• [Stated task] Rewrite the entries below, putting "hanging lamp" wherever "pendant light" appears and changing nothing else.

• [Data entries]
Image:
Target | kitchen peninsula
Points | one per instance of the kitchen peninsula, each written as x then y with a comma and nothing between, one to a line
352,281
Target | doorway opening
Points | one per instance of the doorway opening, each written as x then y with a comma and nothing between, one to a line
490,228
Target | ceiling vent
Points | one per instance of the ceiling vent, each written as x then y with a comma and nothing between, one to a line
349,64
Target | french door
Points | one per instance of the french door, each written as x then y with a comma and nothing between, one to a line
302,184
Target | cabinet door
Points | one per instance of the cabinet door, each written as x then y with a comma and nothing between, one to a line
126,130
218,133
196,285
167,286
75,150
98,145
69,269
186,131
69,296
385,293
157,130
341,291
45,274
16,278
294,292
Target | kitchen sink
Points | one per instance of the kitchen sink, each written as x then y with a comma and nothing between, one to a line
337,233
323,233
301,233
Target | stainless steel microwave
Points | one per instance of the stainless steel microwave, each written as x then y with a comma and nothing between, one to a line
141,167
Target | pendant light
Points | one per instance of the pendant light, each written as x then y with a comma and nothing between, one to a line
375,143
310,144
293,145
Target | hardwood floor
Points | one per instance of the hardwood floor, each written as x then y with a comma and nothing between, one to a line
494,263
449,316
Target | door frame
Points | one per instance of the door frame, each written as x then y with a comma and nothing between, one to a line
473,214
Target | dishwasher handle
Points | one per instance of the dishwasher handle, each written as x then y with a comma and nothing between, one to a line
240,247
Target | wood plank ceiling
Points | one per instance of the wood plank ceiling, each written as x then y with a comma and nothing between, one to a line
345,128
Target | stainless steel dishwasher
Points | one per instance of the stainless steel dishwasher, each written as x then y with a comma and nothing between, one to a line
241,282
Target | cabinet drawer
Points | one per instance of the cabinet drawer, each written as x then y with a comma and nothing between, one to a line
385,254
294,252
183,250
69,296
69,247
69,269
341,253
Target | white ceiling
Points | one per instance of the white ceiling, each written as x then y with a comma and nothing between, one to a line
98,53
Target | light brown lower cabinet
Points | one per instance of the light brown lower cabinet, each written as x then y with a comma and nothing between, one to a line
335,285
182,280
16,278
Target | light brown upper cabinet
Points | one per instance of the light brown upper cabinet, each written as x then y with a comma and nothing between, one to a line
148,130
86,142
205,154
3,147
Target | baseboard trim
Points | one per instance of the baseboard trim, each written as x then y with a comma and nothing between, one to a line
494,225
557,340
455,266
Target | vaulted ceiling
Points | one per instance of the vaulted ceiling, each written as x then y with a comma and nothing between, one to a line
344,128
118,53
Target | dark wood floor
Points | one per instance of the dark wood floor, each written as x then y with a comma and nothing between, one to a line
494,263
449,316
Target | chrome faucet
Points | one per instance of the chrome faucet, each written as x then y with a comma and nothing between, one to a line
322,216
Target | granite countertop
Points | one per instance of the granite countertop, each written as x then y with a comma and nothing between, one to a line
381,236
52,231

• [Response to this task]
Image:
Target | kitchen peninsula
Points | one per instance of the kitchen peninsula, each written as x then y with a comma and nothing between, one to a line
352,281
Target | doorway opening
Points | one per instance of the doorway opening, each written as x then y with a comma and nothing between, one to a line
490,228
Target | ceiling vent
Points | one per instance of the ceiling vent, each written as x then y with a comma and nothing between, one to a line
349,64
Target | french door
Points | one per instance of the french door, each written as x then y with a comma and nothing between, one to a line
302,184
Target | cabinet door
Points | one per instance of the cabinet door, each written as x then y with a comma and nothing between, one to a line
126,130
218,133
196,285
167,286
75,150
98,145
69,269
186,131
69,296
385,293
157,130
341,291
45,274
16,278
294,292
Target | kitchen sink
Points | one per instance of the kitchen sink, each written as x then y with a comma and nothing between, one to a line
337,233
323,233
301,233
Target | stainless steel microwave
Points | one per instance of the stainless steel microwave, each written as x then y with a comma and nothing between, one to a line
141,167
Target | hanging lamp
Points | one per instance of the hanging lamp, each written as x then y with a comma and nothing between, one to a line
375,143
310,144
293,145
Target | hardwood floor
Points | one per instance of the hardwood floor, each written as x then y with a comma and nothing between, one to a line
494,263
449,316
Target | door frame
Points | one per instance of the door frame, each written as x then y with a comma and nothing between, one to a line
473,214
Target | dishwasher handle
Points | one per instance of the dishwasher handle, each written as x then y with a comma and nothing between, one to a line
240,247
Target | wood plank ceiling
Points | one per instance of the wood plank ceiling, each written as x then y with a comma and nothing between, one to a line
345,128
Target | stainless steel dishwasher
Points | one per instance of the stainless steel dishwasher, each written as x then y with a comma and nothing between, one to a line
241,282
Target | cabinet drawer
Points | one per instance of the cabinet drawer, each written as x then y with a comma and nothing between, one to a line
385,254
294,252
183,250
69,296
69,247
69,269
341,253
Target | white ceiling
Points | one per instance of the white ceiling, each written as x then y with a comma and nothing between, one to a line
98,53
Target | light brown lower cabinet
Points | one per instance of the light brown lower cabinet, each written as x then y with a comma and nothing between, one to a line
335,285
182,280
16,278
Target | light brown upper cabinet
Points | one per instance of the light brown upper cabinet, each written as x then y with a comma and nothing between, one to a line
148,130
86,142
205,154
3,147
Target | baseboard trim
Points | one per instance of the baseboard trim, each written as x then y with a comma and nothing between, one to a line
494,225
557,340
455,266
Target | vaulted ceiling
Points | one per instance of the vaulted ceiling, each written as x then y with a comma and nothing between, one to a line
344,128
118,53
Target | dark wood floor
Points | one per instance of the dark wood floor, each written as x then y with a comma and nothing between, one to a line
494,263
449,316
Target | chrome faucet
Points | one per instance of the chrome faucet, each written as x then y with a comma and nothing between, one to a line
322,216
Target | granite countertop
Points | one per instance of the granite countertop, each written as x then y with a comma and nothing between, one to a line
381,236
52,231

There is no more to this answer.